Na minha opinião é realmente algo que pode vir a ser feito por vós mas que pergunto eu, será que compensa o trabalho versus distâncias percorridas, problemas mais tarde com garantias, etc... pois quem milagres faz hoje,amanhã já cá não está.

Será que já pensaram na instabilidade que isso está a desenvolver junto dos lojistas que neste momento estão a ver uns a fazerem milagres, e os outros que não querem cair no mesmo buraco e falir, já nem sabem o que fazer?

Acreditam que já existem lojistas a aplicar 5% de margem num aquário, ou até num termostato?Eu já vi.

O que acho é que devem de fazer sujestões em relação ao que gostariam ver a ser importado, os artigos que gostariam de encontrar e não encontram,etc.... O simples melhorar o ambiente e as condições versus aumento de mercado fará com que lentamente os preços baixem por todas as razões, entre elas aumento do puder negocial por parte de importadores e até de lojistas.


No caso das equipas de limpeza que gostariam de ver disponiveis em grupos para aquários de 100l, 200l, 400l, etc... eu posso dár uma ajuda nisso, é uma questão de eu ter uma reunião com a Luso Reef pois em tempos eles tinham esse tipo de kits de limpeza com um grupo de animais para tantos litros. Amanhã abordarei o assunto e direi alguma coisa, mas se for adiante é algo que puderão encontrar em qualquer loja que trabalhe com os produtos da Luso Reef ao mesmo preço. Mas tenho ideia que os kits traziam vantagens ao nivel do preço médio de cada animal.

Penso que no que os importadores puderem ajudar tanto a lojistas como ao publico em geral, ajudaram, mas sempre dentro dos limites da ética.

----------


## Luis Rosa

Por acaso mandei um mail a perguntar isso a Luso Reef...  :Big Grin:  PAck's de equipas de limpeza, diga a sua litragem e terá x de cada espécie.  :Big Grin: 

 excelente ideia !!!  :Smile: 



 Cumps

----------


## Adolfo Pereira

a rocha viva e como u filtro e escumador, oxigena a agua e limpa  :Pracima:

----------


## Jose.Silva

eu votei RV

Claro ao preco que por aqui na madeira nas lojas a querem vender.

Cump.

Silva

----------


## Raul Silva Santos

Corais, peixes e outros vivos, sem dúvida. Importações directas (porque pesa na carteira).

Mas, também compreendo a posição dos logistas. Eles têm sido muito importantes para o desenvolvimento da aquariofilia marinha.

Abraços

----------


## Santos Dias

:SbSourire: Olá ,Na minha Optica o que existe num Aqua a ser comprado em conjunto é o proprio Aquario 5 paineis de Vidro sem isso não é possiivel adquirir agua ,(epero que compreendam o meu fraco raciocino ao responder a esta questão  :SbSourire:

----------

※ ※ ※

INSTRUÇÃO >>
Indique se cada afirmação concorda com o excerto dado, respondendo sim ou não e citando textualmente as palavras do excerto que o decidem.
(a) Luis Rosa diz ter enviado um e-mail à Luso Reef sobre packs de equipas de limpeza.
(b) Jose.Silva diz que votou em corais.
(c) Raul Silva Santos considera que os lojistas tiveram pouca importância para a aquariofilia marinha.
Os registos constituem material à parte, independente do excerto.

※ ※ ※

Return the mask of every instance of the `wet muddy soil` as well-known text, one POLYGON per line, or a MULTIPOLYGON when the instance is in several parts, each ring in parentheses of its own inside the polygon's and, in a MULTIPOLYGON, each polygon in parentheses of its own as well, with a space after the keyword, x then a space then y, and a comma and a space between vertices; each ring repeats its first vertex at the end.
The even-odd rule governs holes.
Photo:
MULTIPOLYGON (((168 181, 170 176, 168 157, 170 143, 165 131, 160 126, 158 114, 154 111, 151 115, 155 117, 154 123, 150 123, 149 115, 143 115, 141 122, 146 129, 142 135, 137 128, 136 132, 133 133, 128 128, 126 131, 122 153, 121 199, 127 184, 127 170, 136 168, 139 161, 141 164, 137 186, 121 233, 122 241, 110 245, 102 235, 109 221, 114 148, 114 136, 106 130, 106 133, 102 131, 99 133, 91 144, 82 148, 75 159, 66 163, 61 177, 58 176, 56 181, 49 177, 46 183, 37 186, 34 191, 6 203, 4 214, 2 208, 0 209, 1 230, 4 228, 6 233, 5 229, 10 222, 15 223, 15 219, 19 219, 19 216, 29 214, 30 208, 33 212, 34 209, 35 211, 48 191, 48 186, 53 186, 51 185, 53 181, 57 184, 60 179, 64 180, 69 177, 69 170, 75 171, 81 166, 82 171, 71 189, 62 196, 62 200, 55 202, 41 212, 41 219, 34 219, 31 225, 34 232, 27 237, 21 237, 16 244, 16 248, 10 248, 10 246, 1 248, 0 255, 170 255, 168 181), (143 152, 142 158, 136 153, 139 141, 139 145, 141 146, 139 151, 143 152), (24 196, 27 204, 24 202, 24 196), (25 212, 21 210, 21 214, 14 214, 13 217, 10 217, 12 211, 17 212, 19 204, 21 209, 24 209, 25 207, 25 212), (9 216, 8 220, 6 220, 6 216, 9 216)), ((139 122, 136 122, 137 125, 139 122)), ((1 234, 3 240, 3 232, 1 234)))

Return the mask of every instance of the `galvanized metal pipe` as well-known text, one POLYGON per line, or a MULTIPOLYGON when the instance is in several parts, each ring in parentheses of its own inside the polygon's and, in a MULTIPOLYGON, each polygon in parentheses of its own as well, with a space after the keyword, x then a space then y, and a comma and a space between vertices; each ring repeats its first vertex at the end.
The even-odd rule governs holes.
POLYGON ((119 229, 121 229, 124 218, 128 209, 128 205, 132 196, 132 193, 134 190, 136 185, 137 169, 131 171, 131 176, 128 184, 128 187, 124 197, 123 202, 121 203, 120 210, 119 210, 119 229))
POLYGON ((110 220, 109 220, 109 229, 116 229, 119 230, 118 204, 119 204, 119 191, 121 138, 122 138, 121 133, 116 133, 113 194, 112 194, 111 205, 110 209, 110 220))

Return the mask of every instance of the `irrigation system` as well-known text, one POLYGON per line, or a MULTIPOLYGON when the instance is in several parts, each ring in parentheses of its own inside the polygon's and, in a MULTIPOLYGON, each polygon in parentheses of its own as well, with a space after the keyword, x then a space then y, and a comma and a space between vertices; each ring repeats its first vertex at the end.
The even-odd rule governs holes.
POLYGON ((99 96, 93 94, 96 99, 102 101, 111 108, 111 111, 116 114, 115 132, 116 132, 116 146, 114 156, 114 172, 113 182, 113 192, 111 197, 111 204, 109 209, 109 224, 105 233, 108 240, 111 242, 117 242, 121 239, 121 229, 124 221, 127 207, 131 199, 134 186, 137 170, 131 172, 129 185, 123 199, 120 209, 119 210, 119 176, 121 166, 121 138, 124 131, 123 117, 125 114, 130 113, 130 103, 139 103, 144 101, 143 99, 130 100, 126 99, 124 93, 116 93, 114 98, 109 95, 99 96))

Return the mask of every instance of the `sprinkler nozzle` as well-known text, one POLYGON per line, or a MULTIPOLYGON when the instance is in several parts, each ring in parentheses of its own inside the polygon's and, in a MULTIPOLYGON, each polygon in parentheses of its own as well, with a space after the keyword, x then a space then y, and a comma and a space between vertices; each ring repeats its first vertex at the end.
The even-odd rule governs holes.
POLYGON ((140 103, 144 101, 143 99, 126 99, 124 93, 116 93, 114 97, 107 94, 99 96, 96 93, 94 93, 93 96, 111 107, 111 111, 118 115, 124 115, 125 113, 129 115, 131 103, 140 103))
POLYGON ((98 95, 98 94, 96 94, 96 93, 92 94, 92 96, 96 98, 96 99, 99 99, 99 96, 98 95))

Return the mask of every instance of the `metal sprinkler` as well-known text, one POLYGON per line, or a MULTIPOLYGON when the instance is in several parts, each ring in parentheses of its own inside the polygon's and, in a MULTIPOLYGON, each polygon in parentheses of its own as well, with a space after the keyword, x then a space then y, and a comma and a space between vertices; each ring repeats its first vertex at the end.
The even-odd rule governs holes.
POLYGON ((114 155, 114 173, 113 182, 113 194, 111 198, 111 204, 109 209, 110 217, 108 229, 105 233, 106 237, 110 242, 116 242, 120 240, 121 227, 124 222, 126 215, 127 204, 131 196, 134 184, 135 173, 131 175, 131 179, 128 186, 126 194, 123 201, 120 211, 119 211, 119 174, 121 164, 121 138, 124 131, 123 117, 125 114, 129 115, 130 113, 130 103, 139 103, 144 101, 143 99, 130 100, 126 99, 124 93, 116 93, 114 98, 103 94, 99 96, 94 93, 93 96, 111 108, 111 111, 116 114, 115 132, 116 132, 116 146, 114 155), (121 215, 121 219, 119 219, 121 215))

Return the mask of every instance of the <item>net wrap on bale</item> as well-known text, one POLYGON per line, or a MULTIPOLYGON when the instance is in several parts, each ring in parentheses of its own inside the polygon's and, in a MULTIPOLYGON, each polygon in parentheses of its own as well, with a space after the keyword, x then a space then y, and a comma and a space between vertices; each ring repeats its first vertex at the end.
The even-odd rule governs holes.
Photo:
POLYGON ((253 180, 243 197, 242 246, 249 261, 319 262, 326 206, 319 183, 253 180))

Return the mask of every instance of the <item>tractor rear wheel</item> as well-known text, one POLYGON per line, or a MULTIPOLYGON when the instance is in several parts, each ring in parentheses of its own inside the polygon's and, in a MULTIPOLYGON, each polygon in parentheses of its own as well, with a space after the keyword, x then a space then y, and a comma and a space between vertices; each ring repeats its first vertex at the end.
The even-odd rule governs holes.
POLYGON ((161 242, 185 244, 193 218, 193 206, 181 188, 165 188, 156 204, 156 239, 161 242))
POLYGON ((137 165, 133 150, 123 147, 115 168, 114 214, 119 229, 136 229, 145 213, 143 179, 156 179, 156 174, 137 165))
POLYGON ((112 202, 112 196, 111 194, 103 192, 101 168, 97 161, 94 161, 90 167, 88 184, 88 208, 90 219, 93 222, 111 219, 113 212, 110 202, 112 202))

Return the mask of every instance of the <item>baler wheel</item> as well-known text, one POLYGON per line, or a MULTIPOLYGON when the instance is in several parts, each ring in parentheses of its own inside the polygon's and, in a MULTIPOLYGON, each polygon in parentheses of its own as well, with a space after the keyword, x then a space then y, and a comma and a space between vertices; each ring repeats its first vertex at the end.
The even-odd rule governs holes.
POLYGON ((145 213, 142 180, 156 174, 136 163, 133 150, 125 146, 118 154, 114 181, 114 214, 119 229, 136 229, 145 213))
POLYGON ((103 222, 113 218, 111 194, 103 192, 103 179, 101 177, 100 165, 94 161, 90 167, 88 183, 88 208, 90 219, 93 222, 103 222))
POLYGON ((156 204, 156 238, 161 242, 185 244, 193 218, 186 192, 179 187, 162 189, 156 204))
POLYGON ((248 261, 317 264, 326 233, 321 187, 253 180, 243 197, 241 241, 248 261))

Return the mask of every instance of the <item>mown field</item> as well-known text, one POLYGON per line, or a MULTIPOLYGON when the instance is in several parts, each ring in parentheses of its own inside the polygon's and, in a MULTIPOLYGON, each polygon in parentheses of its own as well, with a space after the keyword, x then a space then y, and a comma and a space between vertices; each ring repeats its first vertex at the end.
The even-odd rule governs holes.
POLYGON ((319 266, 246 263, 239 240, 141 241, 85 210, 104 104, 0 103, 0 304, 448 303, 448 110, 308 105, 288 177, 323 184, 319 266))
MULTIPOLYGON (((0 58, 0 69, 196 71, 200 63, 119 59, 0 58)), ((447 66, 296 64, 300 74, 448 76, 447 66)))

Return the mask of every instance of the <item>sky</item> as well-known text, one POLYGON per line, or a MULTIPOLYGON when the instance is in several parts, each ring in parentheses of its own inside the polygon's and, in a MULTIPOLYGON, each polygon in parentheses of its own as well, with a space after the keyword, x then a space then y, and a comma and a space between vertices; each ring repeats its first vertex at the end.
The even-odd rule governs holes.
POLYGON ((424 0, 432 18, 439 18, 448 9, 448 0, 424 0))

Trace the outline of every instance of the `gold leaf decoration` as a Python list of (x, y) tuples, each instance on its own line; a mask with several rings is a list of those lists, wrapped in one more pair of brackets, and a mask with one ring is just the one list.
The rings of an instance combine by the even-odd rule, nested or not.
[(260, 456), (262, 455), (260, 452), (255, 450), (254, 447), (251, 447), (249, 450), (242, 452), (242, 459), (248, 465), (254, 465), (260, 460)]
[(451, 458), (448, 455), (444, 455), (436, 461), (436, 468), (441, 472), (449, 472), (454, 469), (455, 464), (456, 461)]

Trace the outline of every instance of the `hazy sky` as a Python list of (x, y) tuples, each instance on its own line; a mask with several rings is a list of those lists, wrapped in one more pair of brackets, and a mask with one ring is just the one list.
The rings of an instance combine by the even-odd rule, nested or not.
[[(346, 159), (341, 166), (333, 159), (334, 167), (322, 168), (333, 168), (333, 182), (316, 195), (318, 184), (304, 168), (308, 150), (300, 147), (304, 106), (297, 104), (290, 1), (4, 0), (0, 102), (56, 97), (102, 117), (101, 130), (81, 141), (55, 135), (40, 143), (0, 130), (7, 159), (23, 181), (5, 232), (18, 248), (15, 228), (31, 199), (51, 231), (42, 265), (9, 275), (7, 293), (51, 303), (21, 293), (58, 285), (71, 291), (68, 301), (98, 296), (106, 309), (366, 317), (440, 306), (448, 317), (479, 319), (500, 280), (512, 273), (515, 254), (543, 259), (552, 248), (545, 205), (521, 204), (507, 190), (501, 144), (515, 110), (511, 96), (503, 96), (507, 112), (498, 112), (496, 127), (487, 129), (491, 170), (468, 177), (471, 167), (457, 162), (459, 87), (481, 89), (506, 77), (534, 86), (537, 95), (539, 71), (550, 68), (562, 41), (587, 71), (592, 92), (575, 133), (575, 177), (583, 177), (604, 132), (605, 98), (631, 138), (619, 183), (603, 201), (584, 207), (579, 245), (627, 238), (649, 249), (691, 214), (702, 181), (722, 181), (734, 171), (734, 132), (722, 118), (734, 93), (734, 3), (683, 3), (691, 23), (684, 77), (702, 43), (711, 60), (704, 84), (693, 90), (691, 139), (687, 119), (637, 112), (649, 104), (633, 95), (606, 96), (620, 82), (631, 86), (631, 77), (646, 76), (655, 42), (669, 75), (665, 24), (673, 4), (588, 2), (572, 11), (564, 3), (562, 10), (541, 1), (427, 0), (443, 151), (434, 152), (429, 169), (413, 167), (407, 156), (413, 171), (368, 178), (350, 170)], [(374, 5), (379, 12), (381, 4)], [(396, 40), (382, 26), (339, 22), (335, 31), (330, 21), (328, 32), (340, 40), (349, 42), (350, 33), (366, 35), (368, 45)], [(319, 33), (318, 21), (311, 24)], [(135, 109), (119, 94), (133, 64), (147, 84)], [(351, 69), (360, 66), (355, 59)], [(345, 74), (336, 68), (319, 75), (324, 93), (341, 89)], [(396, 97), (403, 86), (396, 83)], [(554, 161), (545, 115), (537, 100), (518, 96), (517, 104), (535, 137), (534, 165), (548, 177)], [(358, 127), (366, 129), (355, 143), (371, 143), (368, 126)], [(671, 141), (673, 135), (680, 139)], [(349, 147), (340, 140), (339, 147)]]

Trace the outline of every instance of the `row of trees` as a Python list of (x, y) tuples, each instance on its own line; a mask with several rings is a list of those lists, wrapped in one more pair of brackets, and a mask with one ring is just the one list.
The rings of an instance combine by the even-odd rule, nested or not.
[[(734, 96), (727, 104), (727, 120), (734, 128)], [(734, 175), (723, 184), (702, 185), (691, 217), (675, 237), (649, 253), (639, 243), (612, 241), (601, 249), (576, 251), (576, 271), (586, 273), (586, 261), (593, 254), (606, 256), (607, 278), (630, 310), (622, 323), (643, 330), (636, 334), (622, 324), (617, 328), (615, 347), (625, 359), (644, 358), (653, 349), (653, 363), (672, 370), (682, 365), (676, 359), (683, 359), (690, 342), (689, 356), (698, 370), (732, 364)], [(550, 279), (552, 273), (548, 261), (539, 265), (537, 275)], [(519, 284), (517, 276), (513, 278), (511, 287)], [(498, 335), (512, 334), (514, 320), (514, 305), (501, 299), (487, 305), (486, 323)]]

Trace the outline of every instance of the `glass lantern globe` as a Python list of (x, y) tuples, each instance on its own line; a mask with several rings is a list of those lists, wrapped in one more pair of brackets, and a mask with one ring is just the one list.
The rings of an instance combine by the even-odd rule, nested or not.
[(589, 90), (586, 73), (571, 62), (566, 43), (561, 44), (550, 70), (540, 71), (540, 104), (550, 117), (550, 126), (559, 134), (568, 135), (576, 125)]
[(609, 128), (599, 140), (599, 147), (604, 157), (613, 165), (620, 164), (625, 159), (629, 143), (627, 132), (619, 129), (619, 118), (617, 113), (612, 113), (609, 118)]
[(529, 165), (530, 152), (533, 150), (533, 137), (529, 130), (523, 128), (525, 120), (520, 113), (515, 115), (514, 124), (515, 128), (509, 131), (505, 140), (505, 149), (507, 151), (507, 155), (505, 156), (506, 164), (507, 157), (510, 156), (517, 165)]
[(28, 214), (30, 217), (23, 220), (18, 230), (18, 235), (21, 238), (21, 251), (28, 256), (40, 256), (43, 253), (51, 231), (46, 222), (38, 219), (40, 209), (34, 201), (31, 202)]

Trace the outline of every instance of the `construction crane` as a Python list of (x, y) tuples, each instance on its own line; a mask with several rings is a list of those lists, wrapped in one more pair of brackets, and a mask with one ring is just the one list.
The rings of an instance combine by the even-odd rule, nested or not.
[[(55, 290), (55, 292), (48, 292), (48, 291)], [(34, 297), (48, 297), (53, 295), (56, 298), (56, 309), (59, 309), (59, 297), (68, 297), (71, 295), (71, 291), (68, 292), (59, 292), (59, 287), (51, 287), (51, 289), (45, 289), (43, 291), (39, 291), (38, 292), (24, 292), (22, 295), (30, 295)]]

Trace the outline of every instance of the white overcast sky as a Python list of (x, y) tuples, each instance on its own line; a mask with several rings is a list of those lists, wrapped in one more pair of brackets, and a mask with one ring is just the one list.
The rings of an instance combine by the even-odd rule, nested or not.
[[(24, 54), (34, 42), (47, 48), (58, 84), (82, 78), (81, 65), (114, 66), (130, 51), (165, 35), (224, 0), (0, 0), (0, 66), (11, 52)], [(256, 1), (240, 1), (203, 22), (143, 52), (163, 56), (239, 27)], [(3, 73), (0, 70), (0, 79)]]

※ ※ ※

RESOLUÇÃO COMPLETA >>
(a) Sim: "Por acaso mandei um mail a perguntar isso a Luso Reef"
(b) Não: "eu votei RV"
(c) Não: "Eles têm sido muito importantes para o desenvolvimento da aquariofilia marinha."